Your task: Copy out verbatim the rows between the line holding "Thanks for the photo. Could you please mark the crack" and the line holding "(1015, 298)", inclusive, and nothing else.
### Source records ###
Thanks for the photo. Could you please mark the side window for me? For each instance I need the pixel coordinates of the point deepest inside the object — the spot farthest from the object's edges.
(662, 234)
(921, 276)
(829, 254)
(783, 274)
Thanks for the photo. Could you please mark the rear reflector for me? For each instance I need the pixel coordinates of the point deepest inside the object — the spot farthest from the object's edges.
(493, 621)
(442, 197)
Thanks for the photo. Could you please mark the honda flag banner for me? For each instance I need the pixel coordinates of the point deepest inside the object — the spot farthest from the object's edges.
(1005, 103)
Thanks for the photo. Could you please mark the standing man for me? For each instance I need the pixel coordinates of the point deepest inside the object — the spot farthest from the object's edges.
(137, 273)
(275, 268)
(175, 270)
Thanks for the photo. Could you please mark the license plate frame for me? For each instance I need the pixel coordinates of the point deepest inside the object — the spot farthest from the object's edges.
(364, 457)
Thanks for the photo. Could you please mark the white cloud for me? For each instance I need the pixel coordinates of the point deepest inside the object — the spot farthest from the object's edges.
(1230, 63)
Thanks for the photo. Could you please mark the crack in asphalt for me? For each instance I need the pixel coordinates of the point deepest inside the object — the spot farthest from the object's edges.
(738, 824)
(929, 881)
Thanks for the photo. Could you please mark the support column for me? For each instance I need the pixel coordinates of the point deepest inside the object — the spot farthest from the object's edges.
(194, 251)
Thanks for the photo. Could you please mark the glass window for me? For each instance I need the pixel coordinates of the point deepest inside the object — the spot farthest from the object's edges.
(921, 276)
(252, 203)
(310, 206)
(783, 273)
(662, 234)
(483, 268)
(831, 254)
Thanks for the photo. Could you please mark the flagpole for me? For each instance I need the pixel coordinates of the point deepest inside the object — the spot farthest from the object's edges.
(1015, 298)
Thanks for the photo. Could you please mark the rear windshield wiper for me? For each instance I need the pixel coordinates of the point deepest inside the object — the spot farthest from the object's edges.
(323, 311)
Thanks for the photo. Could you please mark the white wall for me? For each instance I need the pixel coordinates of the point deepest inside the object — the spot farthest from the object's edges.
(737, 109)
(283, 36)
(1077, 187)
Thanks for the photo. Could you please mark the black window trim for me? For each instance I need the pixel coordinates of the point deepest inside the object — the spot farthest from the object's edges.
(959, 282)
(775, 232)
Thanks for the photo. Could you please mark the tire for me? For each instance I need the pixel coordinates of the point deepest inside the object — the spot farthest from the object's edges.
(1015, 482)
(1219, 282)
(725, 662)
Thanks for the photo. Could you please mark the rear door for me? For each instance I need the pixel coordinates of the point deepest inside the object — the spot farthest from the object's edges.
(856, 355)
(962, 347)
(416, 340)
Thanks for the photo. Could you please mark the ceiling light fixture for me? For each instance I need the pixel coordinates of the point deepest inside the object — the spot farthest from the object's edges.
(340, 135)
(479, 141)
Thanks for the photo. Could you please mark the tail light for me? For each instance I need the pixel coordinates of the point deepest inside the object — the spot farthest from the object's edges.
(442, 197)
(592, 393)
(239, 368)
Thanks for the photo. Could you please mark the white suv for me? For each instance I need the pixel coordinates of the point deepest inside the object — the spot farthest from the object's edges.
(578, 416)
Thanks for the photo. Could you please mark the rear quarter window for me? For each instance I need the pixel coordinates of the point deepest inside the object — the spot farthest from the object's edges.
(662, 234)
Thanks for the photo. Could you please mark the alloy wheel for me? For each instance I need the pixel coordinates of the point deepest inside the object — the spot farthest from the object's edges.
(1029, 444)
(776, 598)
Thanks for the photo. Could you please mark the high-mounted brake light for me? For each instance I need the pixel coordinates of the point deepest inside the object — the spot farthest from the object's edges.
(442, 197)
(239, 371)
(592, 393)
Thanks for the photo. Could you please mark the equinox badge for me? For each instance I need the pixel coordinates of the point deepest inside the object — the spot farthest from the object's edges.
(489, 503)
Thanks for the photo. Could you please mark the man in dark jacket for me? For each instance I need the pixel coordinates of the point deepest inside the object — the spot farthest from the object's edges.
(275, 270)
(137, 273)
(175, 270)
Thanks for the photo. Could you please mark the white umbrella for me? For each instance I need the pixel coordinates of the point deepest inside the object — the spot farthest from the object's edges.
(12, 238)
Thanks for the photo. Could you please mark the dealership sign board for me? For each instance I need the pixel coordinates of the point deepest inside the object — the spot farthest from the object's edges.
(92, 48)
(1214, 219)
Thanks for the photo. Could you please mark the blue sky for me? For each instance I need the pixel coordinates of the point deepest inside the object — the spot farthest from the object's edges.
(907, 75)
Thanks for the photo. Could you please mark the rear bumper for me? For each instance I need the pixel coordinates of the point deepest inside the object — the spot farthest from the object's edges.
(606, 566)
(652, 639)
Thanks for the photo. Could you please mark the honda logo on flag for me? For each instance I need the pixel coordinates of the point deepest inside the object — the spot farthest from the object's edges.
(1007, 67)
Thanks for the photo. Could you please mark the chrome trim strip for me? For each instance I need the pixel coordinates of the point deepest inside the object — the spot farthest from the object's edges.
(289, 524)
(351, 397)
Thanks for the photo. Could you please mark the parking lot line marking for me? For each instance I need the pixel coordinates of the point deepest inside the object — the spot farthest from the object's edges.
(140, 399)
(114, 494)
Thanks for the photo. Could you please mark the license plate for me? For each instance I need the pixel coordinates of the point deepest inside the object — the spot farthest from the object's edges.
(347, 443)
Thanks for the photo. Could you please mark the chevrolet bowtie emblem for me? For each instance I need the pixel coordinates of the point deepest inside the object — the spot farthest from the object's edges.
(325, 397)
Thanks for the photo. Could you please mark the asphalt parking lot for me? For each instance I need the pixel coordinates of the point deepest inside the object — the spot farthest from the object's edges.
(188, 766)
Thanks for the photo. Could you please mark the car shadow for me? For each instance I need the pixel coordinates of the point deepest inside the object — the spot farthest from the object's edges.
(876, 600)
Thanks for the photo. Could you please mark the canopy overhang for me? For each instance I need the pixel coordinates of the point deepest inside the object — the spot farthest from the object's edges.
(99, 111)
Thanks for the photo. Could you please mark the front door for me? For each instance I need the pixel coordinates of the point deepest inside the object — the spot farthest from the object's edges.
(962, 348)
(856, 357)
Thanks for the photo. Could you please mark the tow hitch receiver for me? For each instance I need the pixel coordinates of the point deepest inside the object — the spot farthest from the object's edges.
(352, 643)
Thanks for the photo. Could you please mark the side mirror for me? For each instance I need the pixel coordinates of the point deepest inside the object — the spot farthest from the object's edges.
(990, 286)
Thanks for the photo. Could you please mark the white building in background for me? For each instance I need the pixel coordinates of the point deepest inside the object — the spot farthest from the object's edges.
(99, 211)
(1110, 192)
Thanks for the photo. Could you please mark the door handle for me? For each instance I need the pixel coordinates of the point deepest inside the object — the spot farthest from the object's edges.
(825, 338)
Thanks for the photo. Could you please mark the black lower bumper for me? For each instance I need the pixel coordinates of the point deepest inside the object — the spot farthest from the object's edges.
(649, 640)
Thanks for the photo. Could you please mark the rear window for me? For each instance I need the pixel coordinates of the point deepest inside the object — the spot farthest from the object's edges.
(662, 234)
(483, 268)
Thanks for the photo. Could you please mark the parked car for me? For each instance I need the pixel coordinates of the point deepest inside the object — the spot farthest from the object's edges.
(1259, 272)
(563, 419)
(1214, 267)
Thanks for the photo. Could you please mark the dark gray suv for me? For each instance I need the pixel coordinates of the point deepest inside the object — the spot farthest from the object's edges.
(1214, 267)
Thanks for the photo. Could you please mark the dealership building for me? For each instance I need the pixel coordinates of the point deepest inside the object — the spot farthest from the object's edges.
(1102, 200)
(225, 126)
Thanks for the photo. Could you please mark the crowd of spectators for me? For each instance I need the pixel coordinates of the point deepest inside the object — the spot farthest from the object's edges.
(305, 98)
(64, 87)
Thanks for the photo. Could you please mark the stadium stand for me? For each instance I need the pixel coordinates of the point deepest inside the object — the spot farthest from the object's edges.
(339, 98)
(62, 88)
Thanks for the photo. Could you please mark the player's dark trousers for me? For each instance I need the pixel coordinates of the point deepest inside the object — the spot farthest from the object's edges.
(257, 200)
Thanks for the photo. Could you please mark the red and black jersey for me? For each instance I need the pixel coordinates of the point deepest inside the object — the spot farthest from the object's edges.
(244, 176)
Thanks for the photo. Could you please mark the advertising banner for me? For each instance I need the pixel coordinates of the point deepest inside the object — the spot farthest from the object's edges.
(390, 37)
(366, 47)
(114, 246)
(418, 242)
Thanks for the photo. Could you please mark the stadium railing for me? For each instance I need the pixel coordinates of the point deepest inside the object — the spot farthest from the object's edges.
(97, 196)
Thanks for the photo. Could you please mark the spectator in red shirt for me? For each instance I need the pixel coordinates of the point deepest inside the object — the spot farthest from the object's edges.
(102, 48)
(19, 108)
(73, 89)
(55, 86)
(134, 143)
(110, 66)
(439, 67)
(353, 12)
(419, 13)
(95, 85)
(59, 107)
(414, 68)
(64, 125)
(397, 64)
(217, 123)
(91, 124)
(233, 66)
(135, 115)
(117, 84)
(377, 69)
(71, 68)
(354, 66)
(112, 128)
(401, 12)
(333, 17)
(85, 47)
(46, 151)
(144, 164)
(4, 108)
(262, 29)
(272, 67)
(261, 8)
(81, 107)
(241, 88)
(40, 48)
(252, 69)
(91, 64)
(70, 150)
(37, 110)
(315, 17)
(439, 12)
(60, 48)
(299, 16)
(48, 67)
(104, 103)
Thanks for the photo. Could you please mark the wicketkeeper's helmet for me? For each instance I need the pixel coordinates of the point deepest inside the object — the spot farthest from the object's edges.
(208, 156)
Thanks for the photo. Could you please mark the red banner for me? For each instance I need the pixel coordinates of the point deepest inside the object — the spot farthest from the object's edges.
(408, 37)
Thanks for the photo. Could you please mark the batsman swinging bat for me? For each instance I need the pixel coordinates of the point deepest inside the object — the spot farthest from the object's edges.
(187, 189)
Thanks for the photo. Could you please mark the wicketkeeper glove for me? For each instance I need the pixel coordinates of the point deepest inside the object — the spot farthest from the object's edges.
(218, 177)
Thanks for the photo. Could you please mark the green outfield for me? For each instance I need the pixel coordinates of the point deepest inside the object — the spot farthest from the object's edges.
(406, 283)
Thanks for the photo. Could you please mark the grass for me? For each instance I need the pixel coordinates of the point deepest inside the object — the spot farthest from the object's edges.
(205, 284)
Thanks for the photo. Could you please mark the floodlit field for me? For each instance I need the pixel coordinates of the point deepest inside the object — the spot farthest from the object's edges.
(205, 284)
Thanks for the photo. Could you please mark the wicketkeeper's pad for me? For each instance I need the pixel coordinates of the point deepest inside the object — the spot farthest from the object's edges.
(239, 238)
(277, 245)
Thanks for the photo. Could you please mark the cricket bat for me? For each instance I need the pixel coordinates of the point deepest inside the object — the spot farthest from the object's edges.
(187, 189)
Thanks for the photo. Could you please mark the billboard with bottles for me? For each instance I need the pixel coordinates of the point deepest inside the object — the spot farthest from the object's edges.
###
Task response:
Thanks for the photo. Could you please mark the crack in asphalt for me? For each instance I need the pixel coordinates of the point deepest inside the object — the spot farthest from the object's edges.
(738, 824)
(929, 881)
Thanks for the photo. Could you please mark the support column for me? For each instance I need the pixel coordinates of the point deepest inside the object — the spot farthest from the object's edges.
(194, 251)
Thanks for the photo. Could you please mark the glass window for me? For each instance I need the pixel coordinates of the point deepest inside the object — the spot farthest from the object's edges.
(921, 276)
(252, 203)
(310, 206)
(783, 273)
(662, 234)
(483, 268)
(831, 254)
Thanks for the photo. Could you please mark the flagpole for me? For each instance I need the pixel coordinates of the point deepest inside the object — the spot farthest from the object's edges.
(1015, 298)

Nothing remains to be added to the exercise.